◆ **Work required**
State how many lines in the material hold the string "metal"; nothing besides that number is expected.

◆ **Records to process**
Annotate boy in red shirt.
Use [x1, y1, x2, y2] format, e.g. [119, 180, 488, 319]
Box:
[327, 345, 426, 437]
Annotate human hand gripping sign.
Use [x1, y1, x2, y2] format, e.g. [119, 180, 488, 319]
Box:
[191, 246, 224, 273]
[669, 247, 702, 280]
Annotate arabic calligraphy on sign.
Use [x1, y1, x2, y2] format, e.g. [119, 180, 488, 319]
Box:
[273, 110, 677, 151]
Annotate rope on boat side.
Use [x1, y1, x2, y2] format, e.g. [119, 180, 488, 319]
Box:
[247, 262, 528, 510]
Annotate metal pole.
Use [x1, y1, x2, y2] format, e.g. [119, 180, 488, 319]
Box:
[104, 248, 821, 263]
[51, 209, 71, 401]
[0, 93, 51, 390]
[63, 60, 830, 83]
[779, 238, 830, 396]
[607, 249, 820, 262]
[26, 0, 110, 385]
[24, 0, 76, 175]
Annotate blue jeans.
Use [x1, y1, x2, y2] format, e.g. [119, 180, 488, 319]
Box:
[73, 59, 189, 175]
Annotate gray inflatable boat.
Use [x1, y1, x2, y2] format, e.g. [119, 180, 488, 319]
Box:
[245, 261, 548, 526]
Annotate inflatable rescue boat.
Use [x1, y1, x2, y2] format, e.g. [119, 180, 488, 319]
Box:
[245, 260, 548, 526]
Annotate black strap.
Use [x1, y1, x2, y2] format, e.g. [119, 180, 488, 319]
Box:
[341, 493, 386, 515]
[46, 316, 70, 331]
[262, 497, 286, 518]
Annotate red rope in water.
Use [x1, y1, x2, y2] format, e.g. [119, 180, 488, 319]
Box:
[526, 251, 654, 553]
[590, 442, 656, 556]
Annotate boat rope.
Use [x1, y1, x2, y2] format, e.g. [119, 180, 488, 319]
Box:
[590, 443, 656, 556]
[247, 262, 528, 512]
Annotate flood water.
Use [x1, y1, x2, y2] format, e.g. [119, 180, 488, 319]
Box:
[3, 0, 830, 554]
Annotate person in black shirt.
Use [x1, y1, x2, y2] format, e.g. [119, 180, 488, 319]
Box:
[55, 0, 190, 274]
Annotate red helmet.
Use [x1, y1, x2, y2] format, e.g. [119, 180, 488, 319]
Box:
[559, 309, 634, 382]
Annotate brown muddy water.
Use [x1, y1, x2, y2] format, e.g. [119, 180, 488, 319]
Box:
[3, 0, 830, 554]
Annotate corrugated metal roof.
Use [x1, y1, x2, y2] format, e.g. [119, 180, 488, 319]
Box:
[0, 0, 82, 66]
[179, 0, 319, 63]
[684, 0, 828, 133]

◆ **Exercise response**
2